## ACTIVITY
Only some lines are wanted. Transcribe, exactly, the lines below from the line with "Query: dirt mound" up to and including the line with "Query: warning decal".

>>>

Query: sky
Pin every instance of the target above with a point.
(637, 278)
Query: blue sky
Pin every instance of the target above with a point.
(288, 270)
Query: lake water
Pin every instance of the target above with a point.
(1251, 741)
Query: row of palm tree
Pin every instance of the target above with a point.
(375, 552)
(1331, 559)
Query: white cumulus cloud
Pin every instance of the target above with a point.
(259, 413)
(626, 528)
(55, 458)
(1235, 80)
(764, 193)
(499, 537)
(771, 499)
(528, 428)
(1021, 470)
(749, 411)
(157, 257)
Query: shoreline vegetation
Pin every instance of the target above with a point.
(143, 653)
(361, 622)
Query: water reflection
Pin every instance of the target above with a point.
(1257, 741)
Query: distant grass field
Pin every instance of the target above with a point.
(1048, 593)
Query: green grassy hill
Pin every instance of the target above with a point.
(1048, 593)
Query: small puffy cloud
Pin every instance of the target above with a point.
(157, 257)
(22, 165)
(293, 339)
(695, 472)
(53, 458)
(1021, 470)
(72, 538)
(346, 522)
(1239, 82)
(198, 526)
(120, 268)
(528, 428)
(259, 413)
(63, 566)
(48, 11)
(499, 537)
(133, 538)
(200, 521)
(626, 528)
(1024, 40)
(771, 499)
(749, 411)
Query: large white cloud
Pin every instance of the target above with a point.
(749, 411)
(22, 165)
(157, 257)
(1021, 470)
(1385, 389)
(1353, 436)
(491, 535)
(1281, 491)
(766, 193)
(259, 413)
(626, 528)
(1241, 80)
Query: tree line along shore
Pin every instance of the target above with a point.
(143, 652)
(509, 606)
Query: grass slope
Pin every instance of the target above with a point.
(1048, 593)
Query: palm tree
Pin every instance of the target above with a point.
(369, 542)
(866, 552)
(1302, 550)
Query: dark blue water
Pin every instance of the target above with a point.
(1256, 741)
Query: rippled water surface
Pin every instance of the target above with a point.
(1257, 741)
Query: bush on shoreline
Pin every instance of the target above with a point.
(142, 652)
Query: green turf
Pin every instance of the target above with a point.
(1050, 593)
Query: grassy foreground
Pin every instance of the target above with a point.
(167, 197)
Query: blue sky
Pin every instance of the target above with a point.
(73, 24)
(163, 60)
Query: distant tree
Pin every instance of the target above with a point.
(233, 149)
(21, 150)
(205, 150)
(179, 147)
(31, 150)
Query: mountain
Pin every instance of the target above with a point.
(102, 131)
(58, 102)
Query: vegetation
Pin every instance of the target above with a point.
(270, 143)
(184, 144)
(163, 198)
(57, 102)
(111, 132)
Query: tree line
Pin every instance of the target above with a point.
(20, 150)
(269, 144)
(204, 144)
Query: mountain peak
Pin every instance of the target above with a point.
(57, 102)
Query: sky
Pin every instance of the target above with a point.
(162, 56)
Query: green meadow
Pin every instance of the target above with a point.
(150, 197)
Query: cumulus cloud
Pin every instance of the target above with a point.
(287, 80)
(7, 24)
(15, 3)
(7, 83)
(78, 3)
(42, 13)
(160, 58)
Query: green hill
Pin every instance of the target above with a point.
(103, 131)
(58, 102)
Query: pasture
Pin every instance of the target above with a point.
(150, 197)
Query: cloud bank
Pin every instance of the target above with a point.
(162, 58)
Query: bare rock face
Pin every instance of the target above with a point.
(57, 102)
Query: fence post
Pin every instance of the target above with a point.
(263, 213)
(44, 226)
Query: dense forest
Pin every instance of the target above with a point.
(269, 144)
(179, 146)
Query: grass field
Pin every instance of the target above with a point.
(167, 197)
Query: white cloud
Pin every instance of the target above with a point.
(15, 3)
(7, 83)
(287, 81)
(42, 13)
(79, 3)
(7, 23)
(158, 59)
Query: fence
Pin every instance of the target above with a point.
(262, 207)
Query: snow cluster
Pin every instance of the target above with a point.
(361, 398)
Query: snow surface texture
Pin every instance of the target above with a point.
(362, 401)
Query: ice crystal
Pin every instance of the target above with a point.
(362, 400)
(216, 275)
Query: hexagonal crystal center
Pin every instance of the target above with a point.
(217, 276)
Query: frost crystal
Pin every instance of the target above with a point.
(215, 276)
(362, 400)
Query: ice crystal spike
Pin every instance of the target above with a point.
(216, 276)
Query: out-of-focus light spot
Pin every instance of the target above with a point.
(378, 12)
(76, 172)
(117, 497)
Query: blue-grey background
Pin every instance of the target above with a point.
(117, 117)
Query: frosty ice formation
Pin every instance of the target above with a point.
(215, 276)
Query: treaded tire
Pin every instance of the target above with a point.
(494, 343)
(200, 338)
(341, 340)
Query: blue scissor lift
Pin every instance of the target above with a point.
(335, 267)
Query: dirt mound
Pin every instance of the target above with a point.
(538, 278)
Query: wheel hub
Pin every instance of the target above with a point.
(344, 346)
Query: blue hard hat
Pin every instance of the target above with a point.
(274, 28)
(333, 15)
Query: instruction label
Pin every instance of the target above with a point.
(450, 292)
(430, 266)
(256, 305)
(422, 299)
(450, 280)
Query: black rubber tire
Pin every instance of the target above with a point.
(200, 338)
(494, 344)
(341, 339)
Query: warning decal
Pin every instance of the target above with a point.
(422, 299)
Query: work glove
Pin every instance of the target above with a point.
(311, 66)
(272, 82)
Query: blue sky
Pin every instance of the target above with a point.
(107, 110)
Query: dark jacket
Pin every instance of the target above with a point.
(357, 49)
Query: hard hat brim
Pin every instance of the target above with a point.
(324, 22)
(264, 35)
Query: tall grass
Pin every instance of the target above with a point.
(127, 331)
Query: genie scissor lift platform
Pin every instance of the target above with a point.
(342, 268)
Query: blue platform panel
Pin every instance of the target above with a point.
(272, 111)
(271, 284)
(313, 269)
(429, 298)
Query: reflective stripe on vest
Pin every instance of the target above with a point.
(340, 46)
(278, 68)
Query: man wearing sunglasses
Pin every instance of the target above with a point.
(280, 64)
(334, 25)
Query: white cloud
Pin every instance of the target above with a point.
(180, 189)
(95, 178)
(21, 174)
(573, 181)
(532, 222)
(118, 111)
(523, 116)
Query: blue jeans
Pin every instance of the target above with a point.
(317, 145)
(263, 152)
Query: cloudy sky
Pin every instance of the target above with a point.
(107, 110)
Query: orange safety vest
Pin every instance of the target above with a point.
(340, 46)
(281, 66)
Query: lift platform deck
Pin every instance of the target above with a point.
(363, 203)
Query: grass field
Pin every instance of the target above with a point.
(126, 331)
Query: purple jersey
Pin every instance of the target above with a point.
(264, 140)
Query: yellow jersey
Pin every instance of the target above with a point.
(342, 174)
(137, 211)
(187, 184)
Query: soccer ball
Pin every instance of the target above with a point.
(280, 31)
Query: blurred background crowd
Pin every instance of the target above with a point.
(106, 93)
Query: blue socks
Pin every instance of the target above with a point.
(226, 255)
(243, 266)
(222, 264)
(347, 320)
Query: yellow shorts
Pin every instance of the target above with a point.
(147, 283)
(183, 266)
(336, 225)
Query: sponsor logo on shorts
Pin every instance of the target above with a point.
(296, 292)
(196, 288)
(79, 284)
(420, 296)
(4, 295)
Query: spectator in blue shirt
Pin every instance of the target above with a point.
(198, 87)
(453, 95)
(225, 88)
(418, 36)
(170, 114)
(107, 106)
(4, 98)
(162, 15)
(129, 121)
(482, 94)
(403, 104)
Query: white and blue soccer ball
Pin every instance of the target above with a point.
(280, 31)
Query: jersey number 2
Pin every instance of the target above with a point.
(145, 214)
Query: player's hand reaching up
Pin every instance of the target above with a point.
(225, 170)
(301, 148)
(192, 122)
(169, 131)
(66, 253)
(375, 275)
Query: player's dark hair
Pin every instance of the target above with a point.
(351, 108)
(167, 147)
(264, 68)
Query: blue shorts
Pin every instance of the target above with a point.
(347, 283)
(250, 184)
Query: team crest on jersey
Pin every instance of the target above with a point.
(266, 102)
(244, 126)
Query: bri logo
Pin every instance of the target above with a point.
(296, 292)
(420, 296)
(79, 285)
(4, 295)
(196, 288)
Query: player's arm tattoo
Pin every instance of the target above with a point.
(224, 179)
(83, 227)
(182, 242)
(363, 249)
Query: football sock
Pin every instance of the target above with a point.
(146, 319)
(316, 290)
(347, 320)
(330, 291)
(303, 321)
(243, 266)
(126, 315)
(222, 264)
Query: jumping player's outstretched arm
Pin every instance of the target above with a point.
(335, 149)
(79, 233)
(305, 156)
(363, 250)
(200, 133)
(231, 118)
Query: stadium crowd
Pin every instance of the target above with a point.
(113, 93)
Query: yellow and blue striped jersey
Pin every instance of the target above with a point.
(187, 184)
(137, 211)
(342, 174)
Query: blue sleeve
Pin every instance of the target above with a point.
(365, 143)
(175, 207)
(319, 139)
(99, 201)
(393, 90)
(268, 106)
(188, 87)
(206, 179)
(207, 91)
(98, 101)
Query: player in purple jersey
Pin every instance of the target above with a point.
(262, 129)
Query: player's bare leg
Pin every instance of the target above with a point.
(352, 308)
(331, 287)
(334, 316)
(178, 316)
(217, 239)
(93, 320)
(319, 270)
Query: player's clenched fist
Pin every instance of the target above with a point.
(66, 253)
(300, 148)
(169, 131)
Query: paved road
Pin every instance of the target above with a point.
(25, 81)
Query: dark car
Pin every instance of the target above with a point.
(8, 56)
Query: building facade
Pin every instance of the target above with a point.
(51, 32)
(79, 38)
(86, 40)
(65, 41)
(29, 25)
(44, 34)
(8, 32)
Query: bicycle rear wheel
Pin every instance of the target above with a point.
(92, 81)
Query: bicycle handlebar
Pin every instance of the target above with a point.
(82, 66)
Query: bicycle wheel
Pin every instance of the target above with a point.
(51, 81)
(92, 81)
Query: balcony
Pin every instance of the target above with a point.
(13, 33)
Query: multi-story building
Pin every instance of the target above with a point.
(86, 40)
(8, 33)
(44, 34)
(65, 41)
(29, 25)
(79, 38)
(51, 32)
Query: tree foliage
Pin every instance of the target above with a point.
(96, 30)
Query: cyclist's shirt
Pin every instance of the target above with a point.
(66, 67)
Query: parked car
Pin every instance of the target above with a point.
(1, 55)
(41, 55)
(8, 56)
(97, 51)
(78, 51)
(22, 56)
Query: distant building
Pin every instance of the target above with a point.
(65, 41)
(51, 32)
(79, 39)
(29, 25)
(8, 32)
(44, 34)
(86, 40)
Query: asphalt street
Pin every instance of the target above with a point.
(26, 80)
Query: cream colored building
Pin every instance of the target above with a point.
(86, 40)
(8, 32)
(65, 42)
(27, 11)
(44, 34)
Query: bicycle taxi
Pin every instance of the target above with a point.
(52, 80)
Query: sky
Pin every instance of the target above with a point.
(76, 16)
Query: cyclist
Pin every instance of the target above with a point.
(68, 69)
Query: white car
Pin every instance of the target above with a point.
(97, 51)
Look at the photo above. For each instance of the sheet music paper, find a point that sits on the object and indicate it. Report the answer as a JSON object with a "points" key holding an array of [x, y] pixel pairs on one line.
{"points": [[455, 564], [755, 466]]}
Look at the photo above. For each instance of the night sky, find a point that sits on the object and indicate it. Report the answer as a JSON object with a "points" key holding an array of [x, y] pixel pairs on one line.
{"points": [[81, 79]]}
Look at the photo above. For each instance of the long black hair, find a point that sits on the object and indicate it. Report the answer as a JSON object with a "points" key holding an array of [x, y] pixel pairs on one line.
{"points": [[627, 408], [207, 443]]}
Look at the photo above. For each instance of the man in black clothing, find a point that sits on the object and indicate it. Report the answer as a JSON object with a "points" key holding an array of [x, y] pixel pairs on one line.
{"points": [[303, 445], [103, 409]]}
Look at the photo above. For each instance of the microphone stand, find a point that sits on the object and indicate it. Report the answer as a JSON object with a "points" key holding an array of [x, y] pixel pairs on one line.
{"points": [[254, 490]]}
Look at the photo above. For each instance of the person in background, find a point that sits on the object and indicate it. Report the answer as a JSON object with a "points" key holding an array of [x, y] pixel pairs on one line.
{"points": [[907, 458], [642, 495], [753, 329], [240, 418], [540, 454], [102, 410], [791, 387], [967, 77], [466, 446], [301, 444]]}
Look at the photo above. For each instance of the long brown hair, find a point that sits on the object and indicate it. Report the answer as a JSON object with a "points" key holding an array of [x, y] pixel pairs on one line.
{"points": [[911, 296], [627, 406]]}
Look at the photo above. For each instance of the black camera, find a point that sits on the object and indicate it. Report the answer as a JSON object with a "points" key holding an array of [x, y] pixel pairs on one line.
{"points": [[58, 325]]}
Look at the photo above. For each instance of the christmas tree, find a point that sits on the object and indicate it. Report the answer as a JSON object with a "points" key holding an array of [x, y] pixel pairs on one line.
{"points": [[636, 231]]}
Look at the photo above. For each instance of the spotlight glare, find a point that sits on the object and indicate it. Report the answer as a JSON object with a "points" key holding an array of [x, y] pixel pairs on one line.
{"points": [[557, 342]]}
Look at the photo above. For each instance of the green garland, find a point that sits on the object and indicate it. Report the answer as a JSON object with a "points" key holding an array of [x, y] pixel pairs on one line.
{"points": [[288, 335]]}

<<<

## FINISHED TASK
Query: dirt mound
Pin every instance of the target above with a point.
(538, 278)
Query: wheel hub
Pin every instance of the target above with a point.
(344, 346)
Query: blue hard hat
Pin every instance of the target above with a point.
(274, 28)
(333, 15)
Query: instruction label
Pin every instance of the target above with a point.
(450, 292)
(430, 266)
(256, 305)
(422, 299)
(450, 280)
Query: black rubber tire
Pin every instance of the target above with a point.
(200, 338)
(494, 344)
(341, 339)
Query: warning decal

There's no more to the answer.